# Directions
Report all lines in the records that hold the string "output".

>>

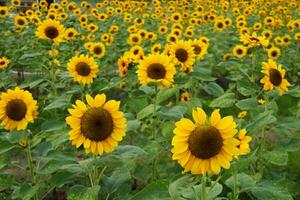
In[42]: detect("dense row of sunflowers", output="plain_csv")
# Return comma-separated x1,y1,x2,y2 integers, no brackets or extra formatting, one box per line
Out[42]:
0,0,299,199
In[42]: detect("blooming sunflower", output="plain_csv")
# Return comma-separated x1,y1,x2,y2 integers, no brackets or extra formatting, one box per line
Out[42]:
267,47,280,60
260,59,290,95
169,40,195,72
137,53,176,87
90,42,106,58
237,129,252,155
64,28,78,41
0,87,38,131
14,15,28,28
66,94,126,155
67,54,99,85
36,19,65,44
190,39,208,60
172,108,241,174
240,32,269,47
128,33,142,46
0,6,9,18
0,57,9,70
232,45,247,59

<<

# Result of the exercise
In[42]: detect("dense row of sunflowers", output="plain_csv")
In[42]: detect("blooming sunflower", output="plain_csv")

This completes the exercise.